▶ **Aim**: Nothing but the lines from the line with "side mirror, imagine" through the end of the data is to be copied, and each is to be copied exactly.

▶ **Extracted data**:
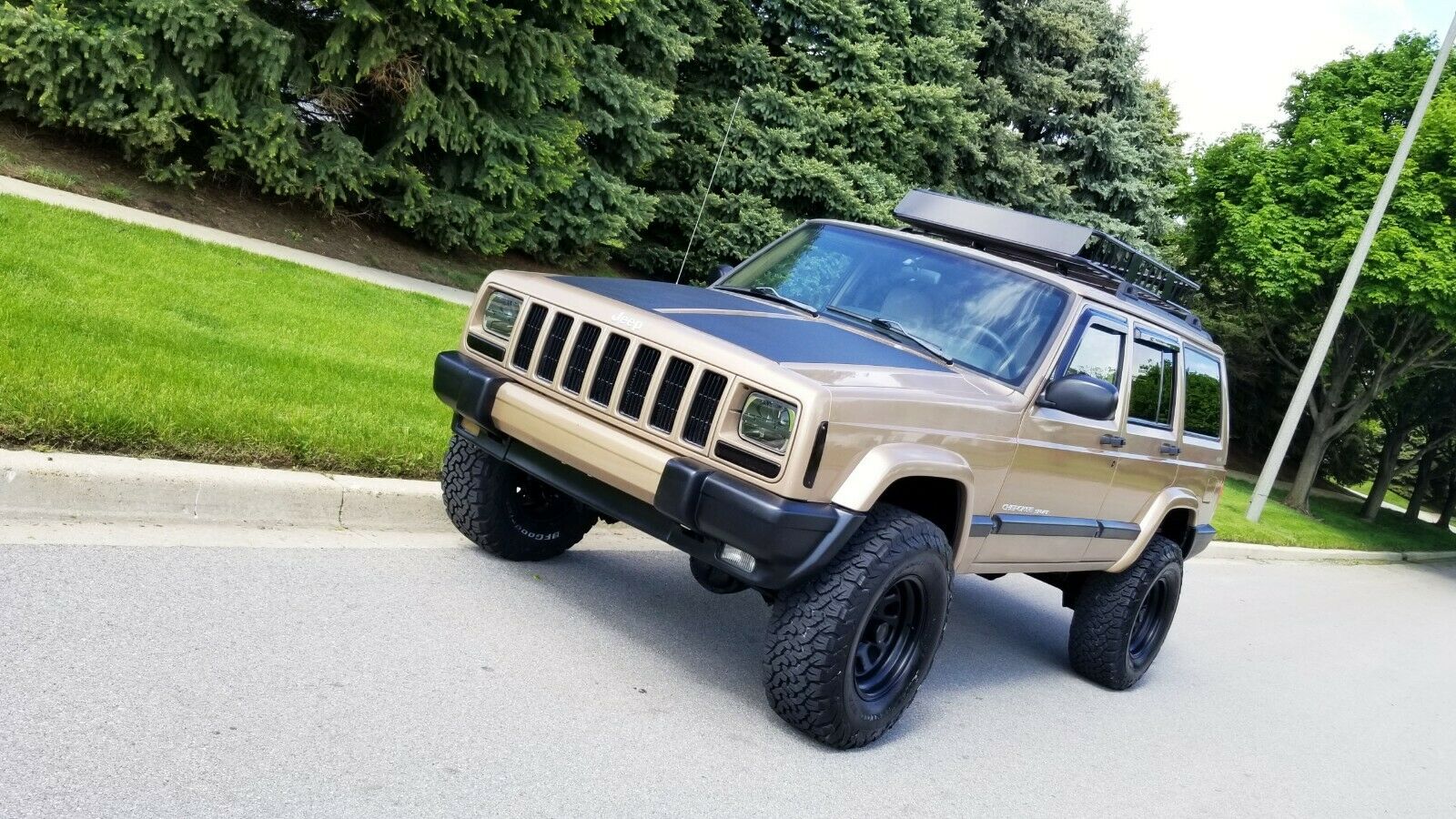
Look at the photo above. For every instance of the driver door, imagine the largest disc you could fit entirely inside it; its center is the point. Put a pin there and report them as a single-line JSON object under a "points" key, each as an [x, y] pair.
{"points": [[1063, 467]]}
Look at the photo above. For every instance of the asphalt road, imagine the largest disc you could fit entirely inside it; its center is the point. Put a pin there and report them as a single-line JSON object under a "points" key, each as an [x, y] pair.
{"points": [[288, 678]]}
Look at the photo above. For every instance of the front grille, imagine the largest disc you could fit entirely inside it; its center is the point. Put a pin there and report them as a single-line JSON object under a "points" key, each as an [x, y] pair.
{"points": [[640, 378], [526, 344], [638, 382], [609, 368], [555, 343], [703, 409], [580, 358], [670, 395]]}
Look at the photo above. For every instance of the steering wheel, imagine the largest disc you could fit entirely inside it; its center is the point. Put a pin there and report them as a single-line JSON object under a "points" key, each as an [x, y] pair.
{"points": [[996, 341]]}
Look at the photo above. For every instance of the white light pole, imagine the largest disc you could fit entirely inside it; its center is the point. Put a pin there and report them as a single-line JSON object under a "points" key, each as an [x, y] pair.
{"points": [[1337, 308]]}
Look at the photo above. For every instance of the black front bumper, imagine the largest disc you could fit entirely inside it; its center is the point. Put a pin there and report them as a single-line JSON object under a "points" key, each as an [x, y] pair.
{"points": [[696, 509]]}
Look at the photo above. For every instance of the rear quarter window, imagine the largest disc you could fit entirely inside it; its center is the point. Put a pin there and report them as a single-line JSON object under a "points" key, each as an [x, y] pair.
{"points": [[1203, 413]]}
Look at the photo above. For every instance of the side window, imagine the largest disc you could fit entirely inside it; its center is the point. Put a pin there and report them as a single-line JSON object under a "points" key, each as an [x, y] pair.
{"points": [[1203, 414], [1155, 376], [1098, 354]]}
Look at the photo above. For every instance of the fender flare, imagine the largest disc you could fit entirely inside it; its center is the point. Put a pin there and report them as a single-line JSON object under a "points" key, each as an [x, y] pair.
{"points": [[1168, 500], [888, 462]]}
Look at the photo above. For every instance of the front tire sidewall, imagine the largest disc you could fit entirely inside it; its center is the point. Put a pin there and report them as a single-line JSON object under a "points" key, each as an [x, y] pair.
{"points": [[484, 499], [1106, 617], [868, 716], [815, 629]]}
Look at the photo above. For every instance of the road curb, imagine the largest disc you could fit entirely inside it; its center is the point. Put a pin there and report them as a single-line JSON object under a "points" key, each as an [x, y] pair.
{"points": [[111, 489], [55, 486], [1259, 551]]}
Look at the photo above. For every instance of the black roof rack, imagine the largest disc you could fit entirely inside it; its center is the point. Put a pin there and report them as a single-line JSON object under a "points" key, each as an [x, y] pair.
{"points": [[1075, 251]]}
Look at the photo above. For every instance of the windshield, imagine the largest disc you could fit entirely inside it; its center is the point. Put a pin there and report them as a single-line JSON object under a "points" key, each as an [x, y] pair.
{"points": [[985, 317]]}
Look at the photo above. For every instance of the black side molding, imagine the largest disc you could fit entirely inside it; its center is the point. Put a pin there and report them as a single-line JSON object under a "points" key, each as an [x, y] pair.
{"points": [[1053, 526]]}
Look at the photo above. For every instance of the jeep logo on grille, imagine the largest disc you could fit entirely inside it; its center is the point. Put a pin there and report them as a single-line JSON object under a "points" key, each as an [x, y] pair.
{"points": [[625, 321]]}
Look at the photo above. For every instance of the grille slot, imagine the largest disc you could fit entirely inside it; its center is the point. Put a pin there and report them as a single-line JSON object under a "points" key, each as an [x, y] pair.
{"points": [[640, 378], [580, 358], [703, 407], [531, 332], [606, 380], [555, 343], [670, 395]]}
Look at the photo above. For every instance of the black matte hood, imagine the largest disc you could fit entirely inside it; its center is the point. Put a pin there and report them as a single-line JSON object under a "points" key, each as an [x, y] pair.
{"points": [[779, 334]]}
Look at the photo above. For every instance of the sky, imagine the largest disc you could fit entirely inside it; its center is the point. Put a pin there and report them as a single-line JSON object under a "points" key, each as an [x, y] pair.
{"points": [[1229, 65]]}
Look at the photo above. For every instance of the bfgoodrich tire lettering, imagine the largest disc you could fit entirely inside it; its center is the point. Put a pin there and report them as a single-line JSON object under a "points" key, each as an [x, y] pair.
{"points": [[1120, 622], [507, 511], [848, 651]]}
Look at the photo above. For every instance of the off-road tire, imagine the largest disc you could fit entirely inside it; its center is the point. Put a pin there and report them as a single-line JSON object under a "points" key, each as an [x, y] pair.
{"points": [[815, 630], [484, 499], [1106, 617]]}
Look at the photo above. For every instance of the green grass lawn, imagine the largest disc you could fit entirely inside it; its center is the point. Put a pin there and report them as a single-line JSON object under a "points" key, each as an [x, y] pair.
{"points": [[123, 339], [1332, 523]]}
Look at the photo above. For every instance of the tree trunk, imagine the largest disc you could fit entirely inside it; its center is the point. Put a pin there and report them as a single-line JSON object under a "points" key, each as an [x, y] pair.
{"points": [[1309, 462], [1451, 503], [1390, 457], [1423, 487]]}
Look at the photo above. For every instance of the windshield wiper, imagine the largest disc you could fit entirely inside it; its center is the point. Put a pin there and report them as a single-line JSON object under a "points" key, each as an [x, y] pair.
{"points": [[771, 295], [880, 322]]}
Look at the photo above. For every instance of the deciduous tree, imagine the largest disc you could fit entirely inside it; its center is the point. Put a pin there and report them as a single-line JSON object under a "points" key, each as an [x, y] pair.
{"points": [[1276, 220]]}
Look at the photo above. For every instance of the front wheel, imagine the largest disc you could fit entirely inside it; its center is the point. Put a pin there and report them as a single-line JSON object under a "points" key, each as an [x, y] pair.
{"points": [[1120, 622], [507, 511], [848, 651]]}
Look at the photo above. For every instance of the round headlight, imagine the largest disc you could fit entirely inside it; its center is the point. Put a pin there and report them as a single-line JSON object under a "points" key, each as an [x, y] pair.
{"points": [[501, 310], [766, 421]]}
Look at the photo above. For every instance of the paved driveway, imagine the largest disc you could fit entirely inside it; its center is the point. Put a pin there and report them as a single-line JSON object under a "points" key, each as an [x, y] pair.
{"points": [[315, 678]]}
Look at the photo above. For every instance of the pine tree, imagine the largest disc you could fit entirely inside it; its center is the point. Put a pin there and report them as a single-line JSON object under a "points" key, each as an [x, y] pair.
{"points": [[844, 106], [1082, 131], [628, 79], [455, 118]]}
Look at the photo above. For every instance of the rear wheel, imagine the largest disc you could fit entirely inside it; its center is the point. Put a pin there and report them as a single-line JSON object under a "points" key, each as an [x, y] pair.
{"points": [[1120, 622], [848, 651], [507, 511]]}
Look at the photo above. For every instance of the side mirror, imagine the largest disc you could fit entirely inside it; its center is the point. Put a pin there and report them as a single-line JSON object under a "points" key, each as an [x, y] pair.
{"points": [[1081, 395]]}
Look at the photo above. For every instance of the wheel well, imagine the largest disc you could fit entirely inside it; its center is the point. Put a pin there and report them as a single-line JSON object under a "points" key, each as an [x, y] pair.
{"points": [[938, 500], [1178, 526]]}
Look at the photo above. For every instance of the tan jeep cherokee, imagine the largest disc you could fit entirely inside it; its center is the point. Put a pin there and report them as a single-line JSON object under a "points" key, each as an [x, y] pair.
{"points": [[849, 419]]}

▶ **Final result**:
Look at the photo above. For every instance of the side mirror, imagine the largest disc you could fit entirely inside it; its center is the point. Put a pin there and report them as a single-line JSON object under a "points" key, each as an [x, y] pair.
{"points": [[1081, 395]]}
Look at the photo above. For every instance of the wheel well, imagine the largest disc you could fit entirely inside it; its center is the point. Put a pin there and report them as a single-line JSON object under a "points" key, each as an [x, y] pair.
{"points": [[938, 500], [1178, 526]]}
Look at the photo above. For every instance of the tan jeep cherokee, imagine the largest disc you could fit entirely inside it; its center is the point. Put a pin there and report them as a single-line JSON object under a "points" key, each as an [x, y] pair.
{"points": [[849, 419]]}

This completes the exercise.